Starting with the line that contains "Each instance receives one point. Annotate the exterior" and stopping after the line that contains "Each instance receives one point. Annotate the small", copy the entries below exactly. Include nothing else.

• Data for analysis
┌──

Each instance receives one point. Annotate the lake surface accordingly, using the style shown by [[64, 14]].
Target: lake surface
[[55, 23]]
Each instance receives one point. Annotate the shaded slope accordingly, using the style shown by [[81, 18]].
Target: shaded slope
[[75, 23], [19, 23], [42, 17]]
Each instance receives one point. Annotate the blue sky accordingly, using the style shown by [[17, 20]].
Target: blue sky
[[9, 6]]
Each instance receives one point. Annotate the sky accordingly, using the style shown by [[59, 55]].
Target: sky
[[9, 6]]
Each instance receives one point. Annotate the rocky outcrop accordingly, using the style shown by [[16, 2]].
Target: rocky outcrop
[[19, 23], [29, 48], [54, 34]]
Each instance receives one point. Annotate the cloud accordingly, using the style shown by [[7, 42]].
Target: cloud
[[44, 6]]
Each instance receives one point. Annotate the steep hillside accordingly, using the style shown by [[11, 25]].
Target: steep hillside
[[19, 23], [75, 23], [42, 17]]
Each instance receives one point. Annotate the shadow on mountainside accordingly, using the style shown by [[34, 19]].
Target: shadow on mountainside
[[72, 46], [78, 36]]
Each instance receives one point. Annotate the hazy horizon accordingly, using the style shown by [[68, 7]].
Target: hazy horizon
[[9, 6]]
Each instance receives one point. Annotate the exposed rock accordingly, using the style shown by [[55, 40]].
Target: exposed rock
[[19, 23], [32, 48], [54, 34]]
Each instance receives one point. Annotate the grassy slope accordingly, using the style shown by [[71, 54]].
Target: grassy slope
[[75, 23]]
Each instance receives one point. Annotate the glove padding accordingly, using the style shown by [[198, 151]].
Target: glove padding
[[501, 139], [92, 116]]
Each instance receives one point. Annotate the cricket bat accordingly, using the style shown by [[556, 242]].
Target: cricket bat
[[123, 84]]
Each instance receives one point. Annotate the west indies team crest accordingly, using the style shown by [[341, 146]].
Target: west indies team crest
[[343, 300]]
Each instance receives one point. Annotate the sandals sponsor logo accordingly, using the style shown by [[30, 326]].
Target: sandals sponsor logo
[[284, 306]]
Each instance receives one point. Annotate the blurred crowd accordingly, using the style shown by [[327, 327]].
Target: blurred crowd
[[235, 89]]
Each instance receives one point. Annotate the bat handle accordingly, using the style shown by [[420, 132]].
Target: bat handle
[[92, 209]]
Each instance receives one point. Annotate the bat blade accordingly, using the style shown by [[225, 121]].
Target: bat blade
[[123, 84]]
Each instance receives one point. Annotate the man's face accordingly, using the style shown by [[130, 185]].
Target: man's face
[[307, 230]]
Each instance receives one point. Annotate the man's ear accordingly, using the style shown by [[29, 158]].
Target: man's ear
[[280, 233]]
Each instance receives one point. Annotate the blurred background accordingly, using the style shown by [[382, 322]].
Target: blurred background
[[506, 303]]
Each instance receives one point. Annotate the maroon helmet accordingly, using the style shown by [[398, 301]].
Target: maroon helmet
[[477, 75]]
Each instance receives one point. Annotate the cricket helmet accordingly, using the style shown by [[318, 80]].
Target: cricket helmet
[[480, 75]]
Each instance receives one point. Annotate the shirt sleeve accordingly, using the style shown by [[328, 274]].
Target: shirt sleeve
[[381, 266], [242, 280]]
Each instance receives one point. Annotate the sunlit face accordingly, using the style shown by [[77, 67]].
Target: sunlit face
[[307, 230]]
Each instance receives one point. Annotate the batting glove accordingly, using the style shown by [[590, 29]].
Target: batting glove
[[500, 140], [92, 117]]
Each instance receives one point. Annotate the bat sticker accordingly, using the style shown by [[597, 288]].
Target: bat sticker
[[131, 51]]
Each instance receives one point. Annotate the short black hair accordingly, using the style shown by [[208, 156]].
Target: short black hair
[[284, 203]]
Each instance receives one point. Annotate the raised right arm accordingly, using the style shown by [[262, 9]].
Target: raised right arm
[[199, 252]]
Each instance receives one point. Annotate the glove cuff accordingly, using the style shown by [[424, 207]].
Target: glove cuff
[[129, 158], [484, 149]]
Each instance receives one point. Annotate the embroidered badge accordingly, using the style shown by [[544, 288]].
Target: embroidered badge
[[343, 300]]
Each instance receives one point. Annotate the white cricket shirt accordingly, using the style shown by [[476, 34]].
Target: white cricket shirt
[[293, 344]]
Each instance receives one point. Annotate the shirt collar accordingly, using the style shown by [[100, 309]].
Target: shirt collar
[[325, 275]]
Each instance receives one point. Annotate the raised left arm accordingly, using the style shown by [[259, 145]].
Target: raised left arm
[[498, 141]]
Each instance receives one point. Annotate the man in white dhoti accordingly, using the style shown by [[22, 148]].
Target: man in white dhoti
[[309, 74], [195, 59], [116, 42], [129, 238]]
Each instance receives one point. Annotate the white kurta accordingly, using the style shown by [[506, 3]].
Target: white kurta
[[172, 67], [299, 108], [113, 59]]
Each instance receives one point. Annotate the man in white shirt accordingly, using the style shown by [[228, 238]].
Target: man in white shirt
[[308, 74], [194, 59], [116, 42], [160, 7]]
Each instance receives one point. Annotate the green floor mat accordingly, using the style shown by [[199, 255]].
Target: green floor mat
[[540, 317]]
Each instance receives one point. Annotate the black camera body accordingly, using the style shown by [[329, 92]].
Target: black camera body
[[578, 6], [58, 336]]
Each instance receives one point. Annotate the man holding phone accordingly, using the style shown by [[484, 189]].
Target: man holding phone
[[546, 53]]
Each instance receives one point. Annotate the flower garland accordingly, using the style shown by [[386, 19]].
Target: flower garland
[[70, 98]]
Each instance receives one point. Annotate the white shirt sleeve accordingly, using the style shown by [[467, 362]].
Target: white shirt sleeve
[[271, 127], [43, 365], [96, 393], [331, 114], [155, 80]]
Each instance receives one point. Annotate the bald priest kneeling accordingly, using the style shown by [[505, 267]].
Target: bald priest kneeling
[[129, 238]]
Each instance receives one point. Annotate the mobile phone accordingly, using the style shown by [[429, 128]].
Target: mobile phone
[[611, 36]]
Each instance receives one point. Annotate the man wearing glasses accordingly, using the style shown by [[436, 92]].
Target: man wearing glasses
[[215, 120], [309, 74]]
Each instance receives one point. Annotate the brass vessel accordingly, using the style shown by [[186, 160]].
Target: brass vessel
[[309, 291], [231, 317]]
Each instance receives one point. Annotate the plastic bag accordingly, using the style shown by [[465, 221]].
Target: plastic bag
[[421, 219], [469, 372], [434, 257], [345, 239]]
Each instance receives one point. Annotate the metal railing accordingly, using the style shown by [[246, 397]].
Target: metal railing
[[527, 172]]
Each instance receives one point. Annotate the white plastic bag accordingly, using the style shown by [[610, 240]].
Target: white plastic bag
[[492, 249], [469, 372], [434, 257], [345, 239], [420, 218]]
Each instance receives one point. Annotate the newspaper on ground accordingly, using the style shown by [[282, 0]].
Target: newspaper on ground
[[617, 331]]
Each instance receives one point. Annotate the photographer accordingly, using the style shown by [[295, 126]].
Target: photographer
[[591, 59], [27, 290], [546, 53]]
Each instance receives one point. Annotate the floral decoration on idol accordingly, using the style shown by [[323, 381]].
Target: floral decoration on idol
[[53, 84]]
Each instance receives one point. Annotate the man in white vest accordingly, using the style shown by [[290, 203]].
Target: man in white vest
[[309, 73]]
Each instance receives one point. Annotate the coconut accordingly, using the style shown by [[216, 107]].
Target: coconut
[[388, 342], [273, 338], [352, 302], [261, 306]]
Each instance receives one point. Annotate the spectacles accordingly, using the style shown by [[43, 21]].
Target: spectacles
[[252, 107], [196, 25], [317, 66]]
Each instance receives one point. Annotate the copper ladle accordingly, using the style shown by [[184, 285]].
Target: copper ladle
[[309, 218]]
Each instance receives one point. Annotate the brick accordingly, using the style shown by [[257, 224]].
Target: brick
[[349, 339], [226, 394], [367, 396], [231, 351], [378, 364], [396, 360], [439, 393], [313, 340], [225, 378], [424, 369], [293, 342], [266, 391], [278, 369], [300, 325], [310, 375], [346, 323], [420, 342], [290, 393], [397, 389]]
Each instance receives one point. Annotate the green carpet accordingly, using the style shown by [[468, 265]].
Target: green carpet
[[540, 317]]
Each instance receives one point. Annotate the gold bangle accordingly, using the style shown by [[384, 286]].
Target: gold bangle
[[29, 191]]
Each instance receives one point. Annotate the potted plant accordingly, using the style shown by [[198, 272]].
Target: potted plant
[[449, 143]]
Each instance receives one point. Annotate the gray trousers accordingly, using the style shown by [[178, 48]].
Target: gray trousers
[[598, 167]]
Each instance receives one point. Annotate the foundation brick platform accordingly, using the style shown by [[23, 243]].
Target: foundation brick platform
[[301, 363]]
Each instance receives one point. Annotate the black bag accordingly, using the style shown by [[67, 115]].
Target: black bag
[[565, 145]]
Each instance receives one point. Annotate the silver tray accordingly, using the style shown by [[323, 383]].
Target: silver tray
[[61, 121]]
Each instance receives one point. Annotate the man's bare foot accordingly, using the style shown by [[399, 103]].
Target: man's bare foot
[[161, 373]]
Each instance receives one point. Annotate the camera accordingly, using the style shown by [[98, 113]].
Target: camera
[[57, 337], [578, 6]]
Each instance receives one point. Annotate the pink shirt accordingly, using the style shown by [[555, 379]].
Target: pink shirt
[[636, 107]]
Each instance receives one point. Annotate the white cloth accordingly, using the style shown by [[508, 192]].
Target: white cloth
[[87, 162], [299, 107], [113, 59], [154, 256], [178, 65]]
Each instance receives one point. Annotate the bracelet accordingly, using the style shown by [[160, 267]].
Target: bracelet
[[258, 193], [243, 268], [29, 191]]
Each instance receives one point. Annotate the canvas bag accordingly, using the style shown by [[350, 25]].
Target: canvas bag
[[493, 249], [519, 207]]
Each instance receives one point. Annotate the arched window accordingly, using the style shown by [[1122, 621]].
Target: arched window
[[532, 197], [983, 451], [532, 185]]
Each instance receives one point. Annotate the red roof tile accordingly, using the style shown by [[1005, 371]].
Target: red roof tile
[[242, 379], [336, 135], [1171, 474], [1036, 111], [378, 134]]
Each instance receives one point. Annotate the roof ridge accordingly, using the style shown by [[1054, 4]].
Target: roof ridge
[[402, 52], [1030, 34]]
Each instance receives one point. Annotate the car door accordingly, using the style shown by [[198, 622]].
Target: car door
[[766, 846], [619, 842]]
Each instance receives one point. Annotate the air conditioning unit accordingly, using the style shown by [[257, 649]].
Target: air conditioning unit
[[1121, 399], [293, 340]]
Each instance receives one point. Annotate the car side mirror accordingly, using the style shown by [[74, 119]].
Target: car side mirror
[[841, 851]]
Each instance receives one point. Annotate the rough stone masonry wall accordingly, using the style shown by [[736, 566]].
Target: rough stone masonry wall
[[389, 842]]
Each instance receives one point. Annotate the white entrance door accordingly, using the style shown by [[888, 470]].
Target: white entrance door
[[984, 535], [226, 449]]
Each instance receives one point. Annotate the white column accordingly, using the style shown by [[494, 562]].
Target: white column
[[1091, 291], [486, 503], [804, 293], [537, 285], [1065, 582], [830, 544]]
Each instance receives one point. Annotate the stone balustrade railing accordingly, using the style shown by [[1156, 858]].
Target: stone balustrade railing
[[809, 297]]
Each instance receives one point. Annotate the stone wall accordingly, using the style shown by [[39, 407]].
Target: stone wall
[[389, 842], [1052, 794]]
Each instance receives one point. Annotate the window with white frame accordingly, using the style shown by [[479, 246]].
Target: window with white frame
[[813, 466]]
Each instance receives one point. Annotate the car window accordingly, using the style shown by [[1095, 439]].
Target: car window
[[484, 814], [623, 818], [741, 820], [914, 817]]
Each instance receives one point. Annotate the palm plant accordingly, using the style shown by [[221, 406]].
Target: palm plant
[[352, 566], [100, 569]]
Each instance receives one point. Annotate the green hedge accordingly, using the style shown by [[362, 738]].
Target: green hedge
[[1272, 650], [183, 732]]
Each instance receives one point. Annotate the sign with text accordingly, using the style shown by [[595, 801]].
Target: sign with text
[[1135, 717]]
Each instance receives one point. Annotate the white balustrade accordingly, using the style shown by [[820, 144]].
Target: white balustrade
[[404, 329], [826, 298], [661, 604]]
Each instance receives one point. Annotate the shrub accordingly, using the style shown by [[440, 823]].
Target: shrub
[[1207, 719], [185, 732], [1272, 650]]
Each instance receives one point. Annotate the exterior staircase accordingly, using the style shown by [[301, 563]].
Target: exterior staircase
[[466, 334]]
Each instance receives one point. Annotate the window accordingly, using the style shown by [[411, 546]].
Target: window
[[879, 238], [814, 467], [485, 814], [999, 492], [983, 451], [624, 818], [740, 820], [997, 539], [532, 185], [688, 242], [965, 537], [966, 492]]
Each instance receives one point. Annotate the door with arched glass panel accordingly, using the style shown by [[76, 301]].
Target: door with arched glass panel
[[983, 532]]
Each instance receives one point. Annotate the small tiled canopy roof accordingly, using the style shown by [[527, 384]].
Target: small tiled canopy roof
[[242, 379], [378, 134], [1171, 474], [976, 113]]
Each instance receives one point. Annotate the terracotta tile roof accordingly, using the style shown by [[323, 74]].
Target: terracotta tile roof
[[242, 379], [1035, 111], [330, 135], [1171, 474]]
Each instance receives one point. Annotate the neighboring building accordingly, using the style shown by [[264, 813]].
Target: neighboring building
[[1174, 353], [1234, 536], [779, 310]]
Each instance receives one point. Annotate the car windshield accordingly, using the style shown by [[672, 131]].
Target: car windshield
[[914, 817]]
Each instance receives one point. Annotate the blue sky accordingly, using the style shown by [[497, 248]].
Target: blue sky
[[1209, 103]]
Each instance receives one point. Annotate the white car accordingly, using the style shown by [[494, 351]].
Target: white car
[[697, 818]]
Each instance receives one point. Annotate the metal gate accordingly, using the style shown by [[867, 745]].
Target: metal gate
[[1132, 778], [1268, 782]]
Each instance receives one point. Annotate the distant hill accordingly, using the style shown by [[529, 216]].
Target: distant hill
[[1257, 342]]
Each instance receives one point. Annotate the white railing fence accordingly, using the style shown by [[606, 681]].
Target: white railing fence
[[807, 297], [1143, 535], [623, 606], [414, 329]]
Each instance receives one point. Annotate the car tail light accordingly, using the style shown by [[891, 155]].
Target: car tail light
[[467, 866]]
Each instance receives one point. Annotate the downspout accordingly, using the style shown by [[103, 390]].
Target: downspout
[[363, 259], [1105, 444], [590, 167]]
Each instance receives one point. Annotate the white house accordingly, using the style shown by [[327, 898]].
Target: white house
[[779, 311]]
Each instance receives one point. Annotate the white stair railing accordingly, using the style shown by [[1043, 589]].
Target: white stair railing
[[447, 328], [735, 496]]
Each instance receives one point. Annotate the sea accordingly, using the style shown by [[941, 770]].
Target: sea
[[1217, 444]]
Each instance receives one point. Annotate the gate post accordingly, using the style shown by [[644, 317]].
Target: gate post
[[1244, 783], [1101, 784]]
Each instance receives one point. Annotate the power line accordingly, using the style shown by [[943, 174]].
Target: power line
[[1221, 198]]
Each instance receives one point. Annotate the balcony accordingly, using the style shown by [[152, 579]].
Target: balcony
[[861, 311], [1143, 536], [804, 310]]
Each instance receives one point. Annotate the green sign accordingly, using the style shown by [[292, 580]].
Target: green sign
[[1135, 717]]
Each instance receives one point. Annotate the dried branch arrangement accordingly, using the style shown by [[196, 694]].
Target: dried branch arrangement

└──

• Solved exercise
Each instance receives one point. Annotate the exterior staircase accordingly, using the style shown by [[301, 563]].
Target: exterior staircase
[[466, 334]]
Each instance receives one point. Annotate the window accordingly, using the style shown by [[411, 546]].
Target: window
[[879, 238], [814, 467], [485, 814], [999, 492], [983, 451], [624, 818], [740, 820], [997, 539], [532, 185], [688, 242], [965, 537], [966, 492]]
Each instance receives one point. Annotate the door with arched glass panel accordingly, using the style shown by [[76, 301]].
Target: door with arched glass panel
[[983, 532]]
Each instance receives one point. Annotate the small tiled canopy roof accordingly, using the style shown by [[527, 384]].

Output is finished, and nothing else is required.